> _CHALLENGE_: Locate every line below that contains the word "white" and copy each one out.

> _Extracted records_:
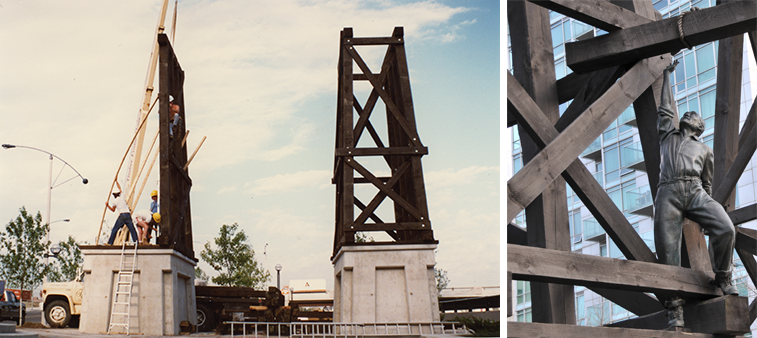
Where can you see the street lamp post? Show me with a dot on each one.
(50, 183)
(278, 276)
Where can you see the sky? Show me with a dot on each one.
(260, 85)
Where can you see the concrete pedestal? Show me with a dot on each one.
(163, 293)
(385, 284)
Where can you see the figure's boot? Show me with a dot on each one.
(675, 312)
(724, 281)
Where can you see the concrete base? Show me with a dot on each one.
(163, 293)
(385, 284)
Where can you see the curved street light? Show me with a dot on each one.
(50, 184)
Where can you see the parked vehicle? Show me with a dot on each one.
(62, 302)
(9, 307)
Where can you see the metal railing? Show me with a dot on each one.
(301, 329)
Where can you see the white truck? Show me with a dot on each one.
(61, 302)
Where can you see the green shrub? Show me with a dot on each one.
(480, 327)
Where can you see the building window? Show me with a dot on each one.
(517, 163)
(523, 293)
(516, 139)
(524, 315)
(694, 66)
(599, 314)
(580, 310)
(576, 231)
(520, 220)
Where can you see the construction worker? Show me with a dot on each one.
(686, 170)
(124, 216)
(145, 222)
(173, 116)
(154, 204)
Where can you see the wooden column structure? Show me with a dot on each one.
(547, 215)
(401, 148)
(613, 71)
(176, 220)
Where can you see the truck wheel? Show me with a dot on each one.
(204, 318)
(74, 321)
(57, 314)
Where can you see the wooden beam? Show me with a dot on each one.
(727, 108)
(536, 264)
(659, 37)
(731, 178)
(598, 13)
(516, 235)
(597, 84)
(583, 183)
(750, 264)
(569, 86)
(540, 330)
(746, 239)
(547, 215)
(646, 105)
(743, 215)
(751, 118)
(530, 181)
(722, 315)
(638, 303)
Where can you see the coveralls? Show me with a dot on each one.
(686, 170)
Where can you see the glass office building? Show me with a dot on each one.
(617, 162)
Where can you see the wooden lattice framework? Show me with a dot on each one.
(610, 73)
(175, 183)
(402, 153)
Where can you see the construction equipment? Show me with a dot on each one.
(120, 310)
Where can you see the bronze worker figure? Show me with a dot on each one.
(686, 170)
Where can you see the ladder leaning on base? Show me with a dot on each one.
(120, 310)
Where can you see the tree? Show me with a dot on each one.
(23, 243)
(235, 260)
(199, 274)
(68, 262)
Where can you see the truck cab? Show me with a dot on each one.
(62, 302)
(9, 307)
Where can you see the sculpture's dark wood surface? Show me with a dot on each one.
(401, 149)
(636, 57)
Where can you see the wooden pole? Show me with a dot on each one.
(195, 152)
(149, 81)
(152, 163)
(97, 238)
(133, 201)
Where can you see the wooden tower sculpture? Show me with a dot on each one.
(611, 72)
(402, 151)
(176, 222)
(392, 280)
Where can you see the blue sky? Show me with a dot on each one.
(261, 85)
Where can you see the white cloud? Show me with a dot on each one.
(449, 177)
(291, 182)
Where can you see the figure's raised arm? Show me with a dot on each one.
(665, 112)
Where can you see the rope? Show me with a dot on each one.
(680, 27)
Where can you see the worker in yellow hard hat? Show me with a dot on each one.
(145, 223)
(154, 204)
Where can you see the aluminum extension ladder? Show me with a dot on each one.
(120, 310)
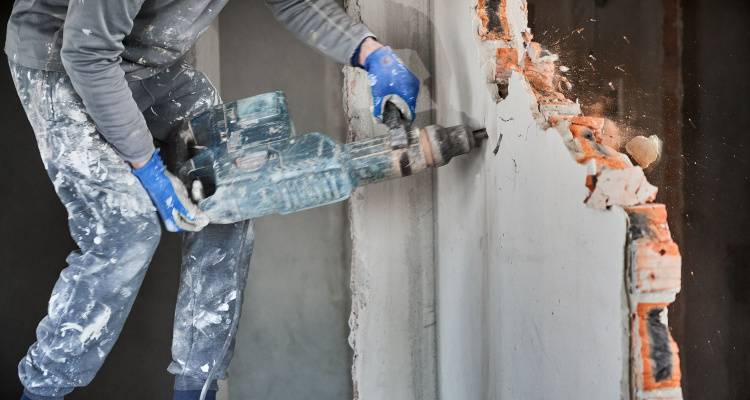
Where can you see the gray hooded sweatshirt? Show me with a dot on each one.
(103, 44)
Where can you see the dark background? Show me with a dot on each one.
(679, 69)
(705, 177)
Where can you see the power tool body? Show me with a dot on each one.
(246, 161)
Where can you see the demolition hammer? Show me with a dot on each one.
(246, 162)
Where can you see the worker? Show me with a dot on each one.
(104, 83)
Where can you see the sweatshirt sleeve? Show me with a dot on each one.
(322, 24)
(91, 54)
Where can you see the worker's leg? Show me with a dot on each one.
(214, 272)
(111, 220)
(215, 261)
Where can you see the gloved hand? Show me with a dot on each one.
(170, 197)
(391, 80)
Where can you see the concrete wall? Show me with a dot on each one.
(530, 280)
(292, 341)
(393, 311)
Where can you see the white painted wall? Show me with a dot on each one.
(292, 340)
(530, 280)
(393, 311)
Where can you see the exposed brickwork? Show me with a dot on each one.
(654, 261)
(494, 18)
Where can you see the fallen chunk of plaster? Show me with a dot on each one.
(644, 150)
(621, 187)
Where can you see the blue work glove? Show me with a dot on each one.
(170, 197)
(390, 80)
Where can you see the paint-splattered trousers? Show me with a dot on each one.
(117, 230)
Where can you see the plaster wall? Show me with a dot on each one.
(531, 295)
(393, 312)
(292, 340)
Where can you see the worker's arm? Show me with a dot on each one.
(324, 25)
(92, 43)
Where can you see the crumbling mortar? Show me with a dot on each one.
(654, 362)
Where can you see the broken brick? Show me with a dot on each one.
(494, 19)
(656, 363)
(644, 150)
(655, 260)
(621, 187)
(605, 130)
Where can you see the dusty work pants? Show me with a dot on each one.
(117, 230)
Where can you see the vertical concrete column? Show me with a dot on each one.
(393, 294)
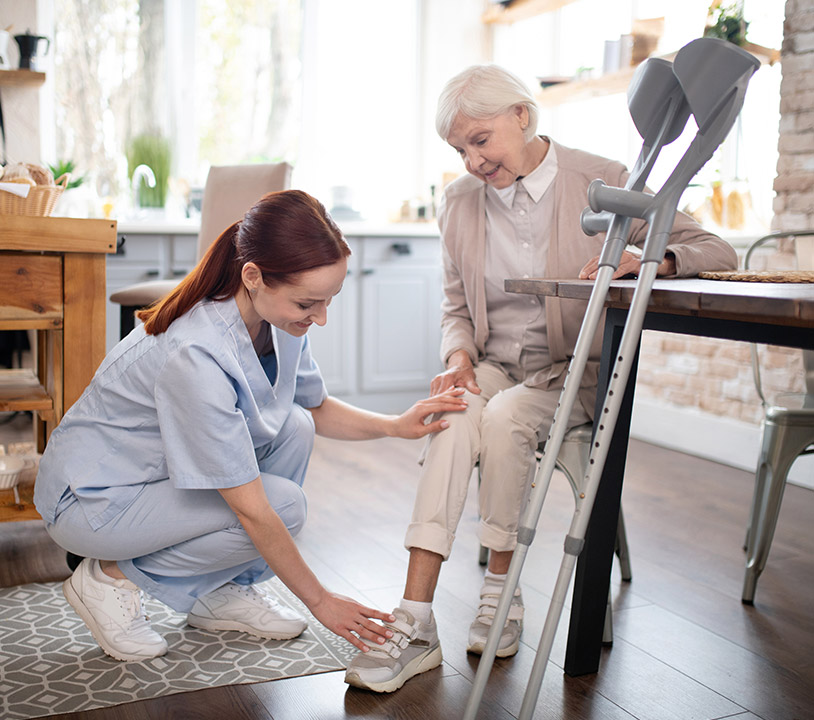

> _REPLY TO THE EXERCISE_:
Where can you see the white truck? Show me with a dot on each one.
Where can you see the white cloud? Show me with a dot on each one.
Where can you see the white painted wall? Show me with a dot on each one.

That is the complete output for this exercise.